------ Extrait du document ------

Le Syndicat des Indépendants (SDI) a annoncé jeudi assigner l’assureur Axa en justice pour le compte d’une dizaine de ses adhérents devant plusieurs tribunaux, estimant qu’au total 15.000 restaurateurs et autres professionnels pourraient tenter d’obtenir réparation de leurs pertes dues au Covid-19.
Le syndicat fait valoir que les deux tiers de ceux qui ont déjà fait la démarche ont eu gain de cause en première instance, forçant l’assureur à les indemniser.
Quelque 15.000 entreprises – surtout des restaurants, mais aussi selon le SDI des bars, hôtels, salles de sport, discothèques, spas- détiennent un contrat standard de l’assureur qui garantit les pertes d’exploitation dues à une fermeture administrative consécutive à une épidémie.

------

**Détails de l'exercice**: Relevez tous les types d'entreprises que l'extrait sur la procédure contre Axa cite parmi les détenteurs du contrat standard de l'assureur.

------ Données sources ------

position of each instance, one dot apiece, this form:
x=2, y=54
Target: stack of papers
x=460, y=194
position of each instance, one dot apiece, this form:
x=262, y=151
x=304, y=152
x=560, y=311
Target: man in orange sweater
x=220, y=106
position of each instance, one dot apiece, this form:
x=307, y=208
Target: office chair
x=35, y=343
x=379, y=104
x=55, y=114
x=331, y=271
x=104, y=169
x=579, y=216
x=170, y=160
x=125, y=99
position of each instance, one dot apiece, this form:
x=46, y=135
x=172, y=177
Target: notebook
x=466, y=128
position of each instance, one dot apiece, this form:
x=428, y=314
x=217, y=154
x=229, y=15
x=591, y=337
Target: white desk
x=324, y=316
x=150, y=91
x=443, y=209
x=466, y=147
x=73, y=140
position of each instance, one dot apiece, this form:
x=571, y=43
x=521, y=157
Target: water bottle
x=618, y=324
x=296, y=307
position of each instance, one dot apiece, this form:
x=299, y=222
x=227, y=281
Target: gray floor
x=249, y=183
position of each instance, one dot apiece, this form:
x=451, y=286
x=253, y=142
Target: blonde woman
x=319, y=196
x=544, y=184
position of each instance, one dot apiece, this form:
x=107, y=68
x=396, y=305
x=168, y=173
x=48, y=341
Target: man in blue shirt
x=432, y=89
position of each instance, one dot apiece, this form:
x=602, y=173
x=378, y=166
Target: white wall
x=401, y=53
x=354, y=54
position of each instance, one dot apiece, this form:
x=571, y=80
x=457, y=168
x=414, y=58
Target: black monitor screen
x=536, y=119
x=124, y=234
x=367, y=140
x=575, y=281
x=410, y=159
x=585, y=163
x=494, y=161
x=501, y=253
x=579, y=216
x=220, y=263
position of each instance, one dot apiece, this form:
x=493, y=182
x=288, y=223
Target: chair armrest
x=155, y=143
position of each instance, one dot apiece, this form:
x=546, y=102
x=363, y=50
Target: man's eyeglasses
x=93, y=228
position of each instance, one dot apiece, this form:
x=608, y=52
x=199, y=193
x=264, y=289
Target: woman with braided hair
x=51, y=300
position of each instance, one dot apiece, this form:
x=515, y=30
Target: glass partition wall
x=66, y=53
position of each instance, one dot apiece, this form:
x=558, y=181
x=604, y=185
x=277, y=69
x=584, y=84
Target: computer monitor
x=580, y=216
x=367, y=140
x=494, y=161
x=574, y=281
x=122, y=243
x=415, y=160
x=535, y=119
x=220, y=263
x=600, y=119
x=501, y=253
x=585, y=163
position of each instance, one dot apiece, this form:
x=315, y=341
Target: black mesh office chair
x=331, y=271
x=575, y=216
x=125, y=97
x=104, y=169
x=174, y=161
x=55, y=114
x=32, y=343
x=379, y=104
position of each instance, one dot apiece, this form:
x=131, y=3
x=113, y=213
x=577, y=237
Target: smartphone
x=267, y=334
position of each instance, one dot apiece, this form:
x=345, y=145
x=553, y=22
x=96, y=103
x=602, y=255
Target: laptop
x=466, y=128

------

**Réponse rédigée**: Restaurants, bars, hôtels, salles de sport, discothèques, spas.